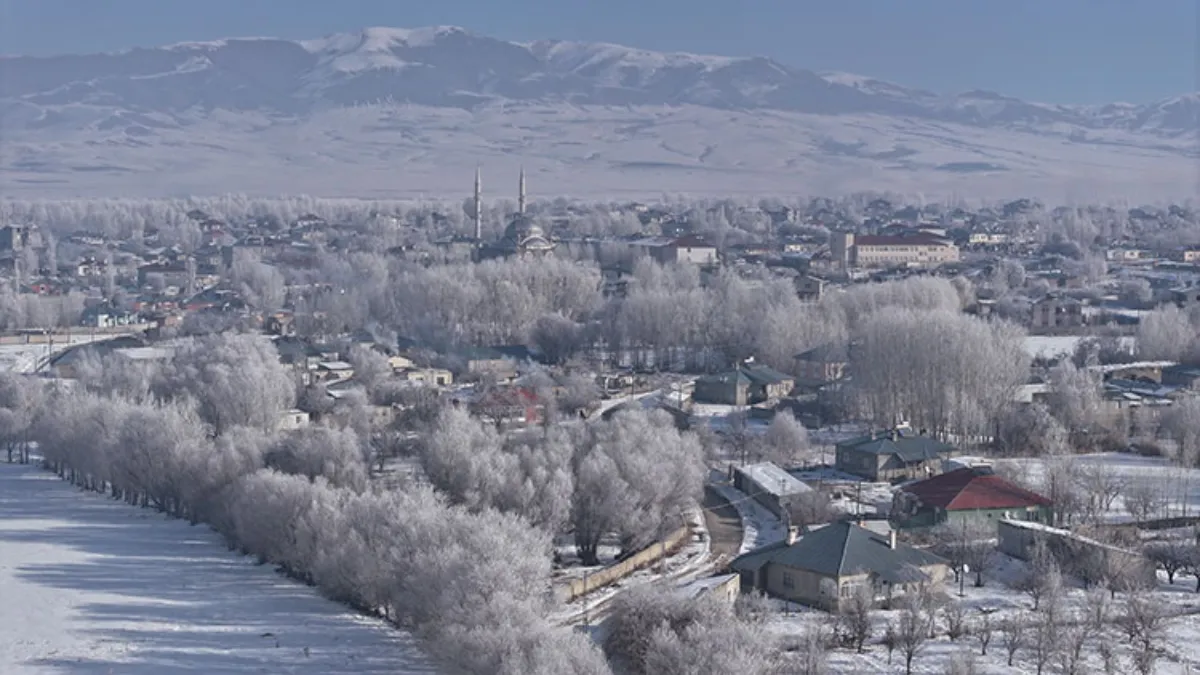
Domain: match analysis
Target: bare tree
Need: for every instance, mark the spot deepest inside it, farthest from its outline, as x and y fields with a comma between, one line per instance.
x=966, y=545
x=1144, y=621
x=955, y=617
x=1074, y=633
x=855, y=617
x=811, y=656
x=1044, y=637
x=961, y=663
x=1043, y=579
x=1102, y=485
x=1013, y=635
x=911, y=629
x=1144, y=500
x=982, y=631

--

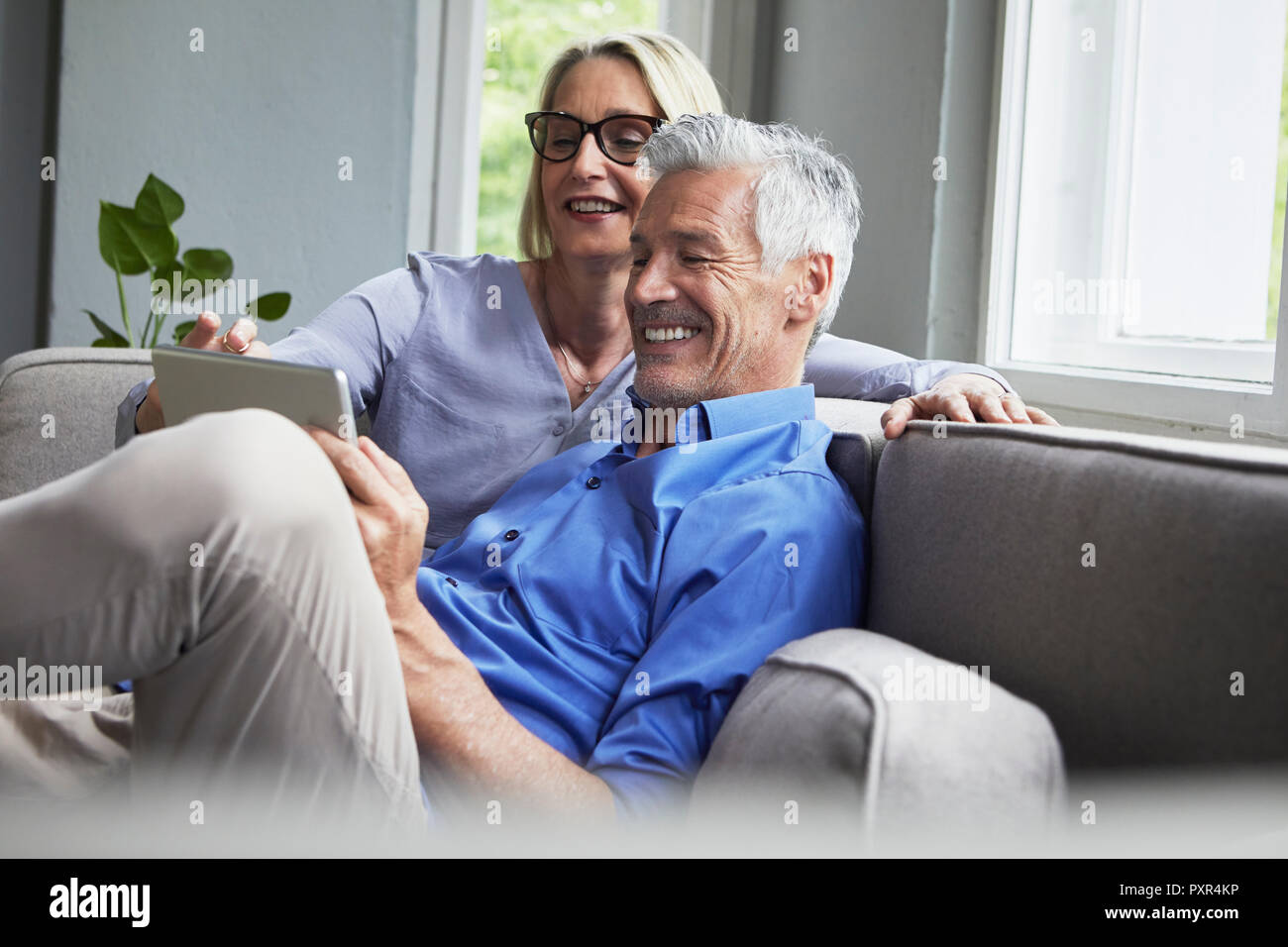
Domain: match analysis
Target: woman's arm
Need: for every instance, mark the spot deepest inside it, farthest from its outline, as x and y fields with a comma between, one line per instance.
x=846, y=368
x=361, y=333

* * *

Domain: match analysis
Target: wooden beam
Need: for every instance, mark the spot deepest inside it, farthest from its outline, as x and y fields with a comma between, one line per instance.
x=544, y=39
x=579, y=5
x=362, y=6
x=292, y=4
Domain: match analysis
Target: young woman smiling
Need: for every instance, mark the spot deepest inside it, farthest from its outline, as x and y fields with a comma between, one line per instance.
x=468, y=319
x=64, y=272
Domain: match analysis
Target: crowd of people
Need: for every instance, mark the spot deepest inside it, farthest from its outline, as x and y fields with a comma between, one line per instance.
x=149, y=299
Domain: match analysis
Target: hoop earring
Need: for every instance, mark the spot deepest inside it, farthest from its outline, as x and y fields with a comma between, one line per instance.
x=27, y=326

EXERCISE: Count the lines in the data above that contain the string "Target", and give only the number.

EXPECTED OUTPUT: 6